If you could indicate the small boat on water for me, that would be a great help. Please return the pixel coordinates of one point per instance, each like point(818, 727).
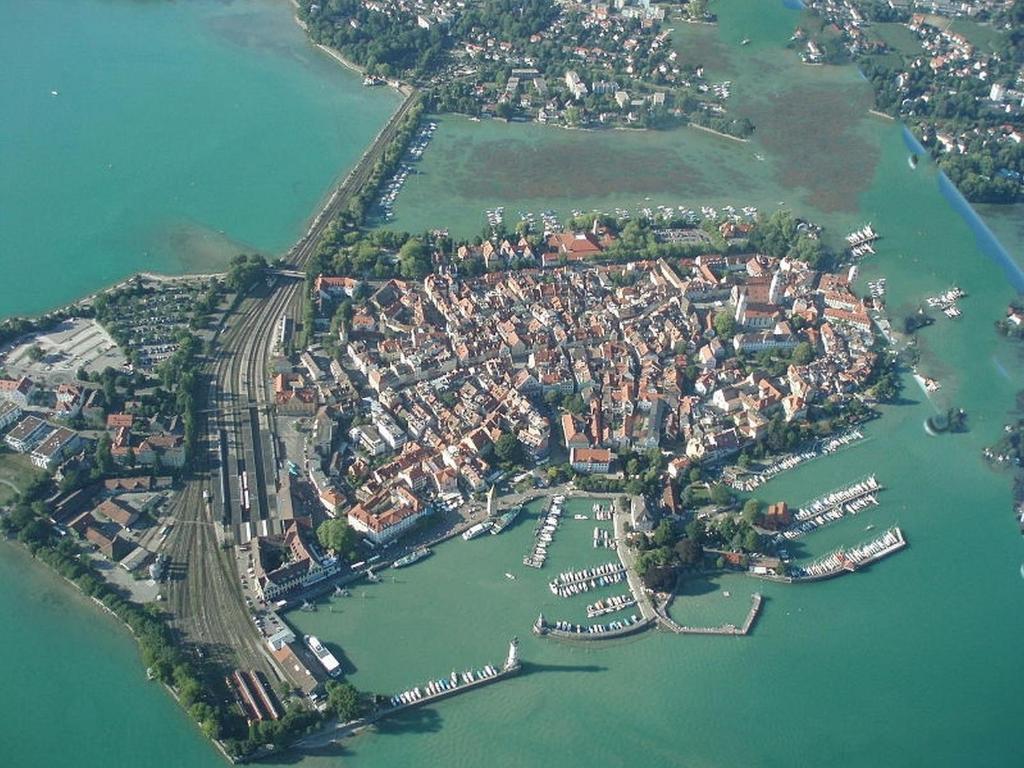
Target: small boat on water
point(478, 529)
point(412, 557)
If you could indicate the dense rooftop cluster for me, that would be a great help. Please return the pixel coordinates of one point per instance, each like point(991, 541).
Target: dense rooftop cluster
point(699, 353)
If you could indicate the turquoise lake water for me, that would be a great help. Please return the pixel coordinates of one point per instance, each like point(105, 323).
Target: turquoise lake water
point(181, 134)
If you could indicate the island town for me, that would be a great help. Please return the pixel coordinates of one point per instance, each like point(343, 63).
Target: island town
point(654, 367)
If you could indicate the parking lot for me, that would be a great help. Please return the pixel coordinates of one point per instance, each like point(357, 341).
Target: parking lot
point(74, 344)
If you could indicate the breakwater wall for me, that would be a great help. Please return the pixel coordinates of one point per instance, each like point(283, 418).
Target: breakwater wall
point(757, 600)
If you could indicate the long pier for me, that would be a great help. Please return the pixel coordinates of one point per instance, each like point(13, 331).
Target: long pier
point(338, 730)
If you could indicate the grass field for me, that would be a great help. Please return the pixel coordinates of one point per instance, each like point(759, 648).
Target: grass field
point(15, 473)
point(982, 36)
point(898, 37)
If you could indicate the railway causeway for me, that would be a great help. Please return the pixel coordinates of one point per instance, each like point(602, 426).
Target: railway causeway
point(237, 452)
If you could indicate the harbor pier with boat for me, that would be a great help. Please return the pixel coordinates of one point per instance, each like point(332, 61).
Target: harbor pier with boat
point(419, 695)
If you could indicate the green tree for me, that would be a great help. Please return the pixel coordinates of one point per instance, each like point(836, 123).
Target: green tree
point(337, 535)
point(508, 449)
point(725, 325)
point(752, 540)
point(752, 508)
point(689, 552)
point(414, 259)
point(343, 700)
point(244, 271)
point(720, 495)
point(803, 353)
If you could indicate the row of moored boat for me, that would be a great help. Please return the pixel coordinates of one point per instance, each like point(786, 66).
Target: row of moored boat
point(435, 687)
point(545, 534)
point(603, 538)
point(577, 582)
point(610, 605)
point(850, 559)
point(838, 498)
point(596, 629)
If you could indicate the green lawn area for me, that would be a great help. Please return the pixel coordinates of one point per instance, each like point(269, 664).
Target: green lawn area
point(982, 36)
point(898, 37)
point(15, 473)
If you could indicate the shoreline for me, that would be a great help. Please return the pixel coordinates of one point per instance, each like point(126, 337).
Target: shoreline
point(117, 623)
point(718, 133)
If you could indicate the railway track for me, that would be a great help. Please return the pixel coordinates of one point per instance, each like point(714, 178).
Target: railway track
point(204, 593)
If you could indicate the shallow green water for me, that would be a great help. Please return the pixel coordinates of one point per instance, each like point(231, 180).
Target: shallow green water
point(181, 134)
point(913, 662)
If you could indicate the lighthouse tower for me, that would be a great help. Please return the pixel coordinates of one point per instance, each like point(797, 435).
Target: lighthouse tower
point(512, 663)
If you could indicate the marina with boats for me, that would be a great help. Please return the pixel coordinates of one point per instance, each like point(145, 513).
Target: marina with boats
point(861, 240)
point(610, 605)
point(834, 506)
point(848, 560)
point(506, 519)
point(821, 448)
point(568, 630)
point(544, 535)
point(572, 583)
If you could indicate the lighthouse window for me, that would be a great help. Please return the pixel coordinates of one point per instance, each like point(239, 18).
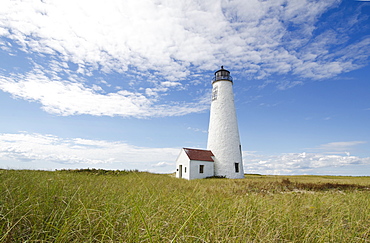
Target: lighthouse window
point(201, 168)
point(236, 167)
point(214, 93)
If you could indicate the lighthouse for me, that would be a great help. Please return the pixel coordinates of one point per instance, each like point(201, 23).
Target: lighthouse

^^^^^^^^^^^^^^^^

Requirement »
Print each entry shown above with exact wording and no pictures.

Written reply »
If you could indicate the small boat on water for me, that would be a great help. Please return the pixel coordinates of one point per instance, each like point(818, 727).
Target: small boat on water
point(478, 529)
point(412, 557)
If you could indicate the dense rooftop cluster for me, that would be a great help. Please return the pixel coordinates of one point per instance, each like point(991, 541).
Target: dense rooftop cluster
point(699, 353)
If you could indicate the turquoise lake water for me, that would be a great help. Please return the pixel coordinates of one point per instance, each like point(105, 323).
Target: turquoise lake water
point(181, 134)
If you could indicate the island town for me, that would be a great help. Please return the pixel coordinates of one point per instance, each like point(343, 63).
Target: island town
point(654, 367)
If you could indicate the parking lot for me, that would be a great help. Please return the pixel coordinates of one point per instance, each like point(357, 341).
Target: parking lot
point(74, 344)
If you could indicate the breakwater wall for me, that would be a great help. Please return the pixel coordinates of one point per instance, each like point(283, 418).
Target: breakwater wall
point(757, 600)
If you could indicate the long pier for me, that would be a great help. Please return the pixel coordinates of one point per instance, each like point(13, 331).
Target: long pier
point(338, 730)
If you could indicate the grass field for me, that would be a great help. Please return the pixel coordinates of one point per instance, each like point(759, 648).
Target: grass field
point(15, 473)
point(982, 36)
point(898, 37)
If you could indicate the railway causeway for me, that would be a great help. Please return the pixel coordinates of one point per instance, each like point(602, 426).
Target: railway causeway
point(237, 452)
If you could indicate the harbor pier with boat for me, that would be a great help. Please return the pixel coordinates of one point per instance, each like point(332, 61).
Target: harbor pier with boat
point(419, 695)
If you could indicate the green tree for me, that would be a great help. Please return the pixel coordinates of one point per instance, each like point(836, 123).
Target: green tree
point(337, 535)
point(508, 449)
point(725, 325)
point(752, 540)
point(752, 508)
point(689, 552)
point(414, 259)
point(343, 700)
point(244, 271)
point(720, 495)
point(803, 353)
If you could indicate the row of moored boat for me, that would be a great help. Please return the pixel coordinates of one point per instance, each like point(786, 66).
Target: row of moored boat
point(435, 687)
point(545, 534)
point(603, 538)
point(577, 582)
point(610, 605)
point(850, 559)
point(838, 498)
point(596, 629)
If you could indicate the green lawn area for me, that would be a great help. Please return the pixel coordinates of one point per instance, each like point(269, 664).
Target: green lawn area
point(982, 36)
point(898, 37)
point(15, 473)
If you could indicate the shoreline for me, that would be a great help. Please return the pixel coordinates of one point per instance, each like point(126, 337).
Target: shoreline
point(117, 623)
point(718, 133)
If you could indicate the railway track for me, that would be a great help. Please return the pixel coordinates of one point per instance, each like point(714, 178).
Target: railway track
point(204, 593)
If you could indicate the shallow green water for me, that would be a great help. Please return the pixel coordinates of one point per instance, each like point(231, 180).
Target: shallow green water
point(181, 134)
point(913, 662)
If you could indicate the lighthouse tower for me, that would be a great help. Please return the pixel coordinates of one point per instance, each like point(797, 435).
Target: lighthouse tower
point(512, 663)
If you could indicate the marina with boats for me, that would be a great help. Please return the pixel coordinates of one point per instance, each like point(145, 513).
Target: marina with boats
point(861, 240)
point(610, 605)
point(834, 506)
point(848, 560)
point(506, 519)
point(821, 448)
point(568, 630)
point(544, 535)
point(572, 583)
If you could indicate the lighthouse window for me, that would be a great help. Please return the pixel coordinates of one point per instance, each like point(239, 18).
Target: lighthouse window
point(201, 168)
point(236, 167)
point(214, 93)
If you could indicate the lighthouse for me, that would be a great help. Please return the pixel coordinates of one point per instance, each like point(201, 23).
Target: lighthouse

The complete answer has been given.